#### RECORDS FOR PROCESSING:

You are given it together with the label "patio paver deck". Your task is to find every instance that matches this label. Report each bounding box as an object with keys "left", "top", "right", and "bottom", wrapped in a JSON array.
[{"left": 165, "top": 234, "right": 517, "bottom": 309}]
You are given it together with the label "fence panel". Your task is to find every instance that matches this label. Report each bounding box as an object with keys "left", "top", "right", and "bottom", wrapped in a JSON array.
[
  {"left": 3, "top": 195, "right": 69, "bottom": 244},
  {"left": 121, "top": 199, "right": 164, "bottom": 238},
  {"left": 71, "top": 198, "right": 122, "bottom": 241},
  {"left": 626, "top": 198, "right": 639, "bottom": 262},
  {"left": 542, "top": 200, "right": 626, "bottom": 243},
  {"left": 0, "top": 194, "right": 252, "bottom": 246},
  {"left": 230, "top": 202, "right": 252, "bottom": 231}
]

#### WORK TASK:
Start at the first line and transcribe the data exactly through the last.

#### OUTPUT FOR THIS EXERCISE:
You are given it together with the label "patio paver deck". Your task is to find every instance that matches this label. Report each bounding box as an object with keys "left", "top", "right", and "bottom", wrapped in a JSON array.
[{"left": 165, "top": 234, "right": 517, "bottom": 309}]
You are given it together with the label "fence panel". Your task is to find every instance that matches this label. Report each bounding box as an object with keys "left", "top", "right", and "bottom", wrapped in a JSON array.
[
  {"left": 3, "top": 195, "right": 69, "bottom": 244},
  {"left": 121, "top": 199, "right": 164, "bottom": 238},
  {"left": 71, "top": 198, "right": 122, "bottom": 241},
  {"left": 626, "top": 198, "right": 639, "bottom": 262},
  {"left": 542, "top": 200, "right": 626, "bottom": 243},
  {"left": 0, "top": 194, "right": 252, "bottom": 246},
  {"left": 230, "top": 202, "right": 252, "bottom": 231}
]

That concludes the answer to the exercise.